Australian poll confirms that climate change is the key to election

We mentioned last week that Australia is about to have an election fought on climate change, and that its Labor Party is looking likely to oust the incumbent coal-loving (aptly name) Coalition, at least if we believe the latest poll from there.

The poll was carried out by the Lowy Institute, an independent political thinktank and it made the point that climate change now tops issues like terrorism, the North Korean missile threat, and cyber attacks by foreign nations. It concludes that global warming is a critical threat which 64% of adults put as their number 1 priority. This is the first time since 2006 that it has gone anywhere near the top.

The entire Coalition strategy on climate change is its Emissions Reductions Fund, basically a tired carbon trading scheme that has never worked to reduce emissions.

This campaign was brought alive by the quote from one mature female journalist, “If that’s a climate change policy then I’m Beyonce,” and the Coalition has just 4% of the population backing its plans.

Rethink Energy has written quite a bit about climate change and politics, simply because one poor climate change result is likely to ripple through global politics, and this is the first election in mid-May likely to lead on the topic.

The interesting thing is that any country still suffering the effects of long term infrastructure funding deficits (and who isn’t) plus wage restraint and austerity in the face of their balance of payments and recession, is ripe for a government who says “to hell with it, we cannot wait, let’s spend on energy infrastructure.” This is going to drive through an economic stimulus at the same time, which is likely to make any government doing it exceptionally popular. The US Republican party may be completely against such an action, but if the US needs it, they may follow Australia come 2020, and not re-elect Trump, as everyone expects them to, and instead head down the same socialist path.

Australia is a huge coal producer and the sooner it weans itself off this, and replaces coal jobs with wind and solar jobs, the healthier it will become. And any government that takes this stance, and in the process saves any part of its Great barrier reef, will get the eternal gratitude of Australia’s naturalists and its tourist industry.

§ **DATA EXCERPT**:
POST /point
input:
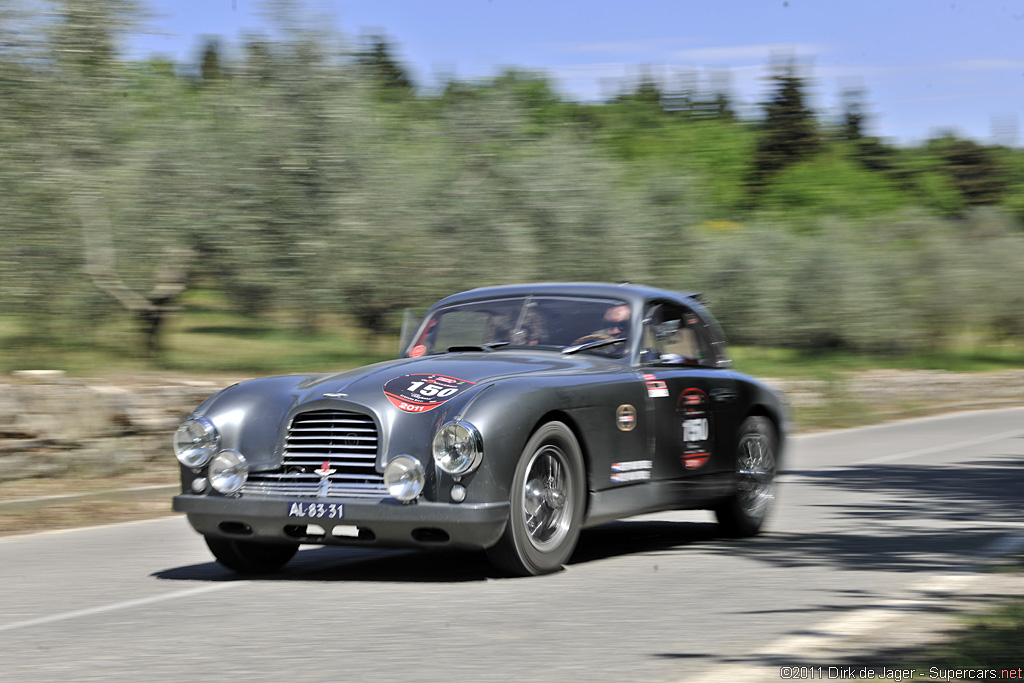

§ **PROBLEMS**:
1 – Reproduce word for word the part of the article on Australia's climate-focused election that runs from "The poll was" down to "to reduce emissions.".
2 – Pick up the article on Australia's climate-focused election after its final sentence and continue writing it.
The listing was taken from a separate source.

§ **RESULTS IN ORDER**:
1 –
The poll was carried out by the Lowy Institute, an independent political thinktank and it made the point that climate change now tops issues like terrorism, the North Korean missile threat, and cyber attacks by foreign nations. It concludes that global warming is a critical threat which 64% of adults put as their number 1 priority. This is the first time since 2006 that it has gone anywhere near the top.

The entire Coalition strategy on climate change is its Emissions Reductions Fund, basically a tired carbon trading scheme that has never worked to reduce emissions.

2 –
In the latest poll some 60% favor prompt action on climate change, 28% prefer gradual action to lower costs and just 10% say let’s wait for more evidence.

The wider coal industry employs about 200,000 people in Australia, and 37,8900 directly in mining the coal, according to the Australian Bureau of Statistics. Renewable energy on the other hand employs just 17,740 people today, expected to rise to 60,000 by 2030. This is not typical, with other countries employing far more in renewables and energy efficiency, than in mining. Energy efficiency in Australia employs about 59,000 today and is expected to reach 120,000 in the next 5 years.

The coalition had originally wanted to support the introduction of Electric Vehicles, but was forced to U-turn after opposition from motoring groups, the Institute of Petroleum and its coalition partners. Now Labor believes a switch deadline for EVs can be re-introduced.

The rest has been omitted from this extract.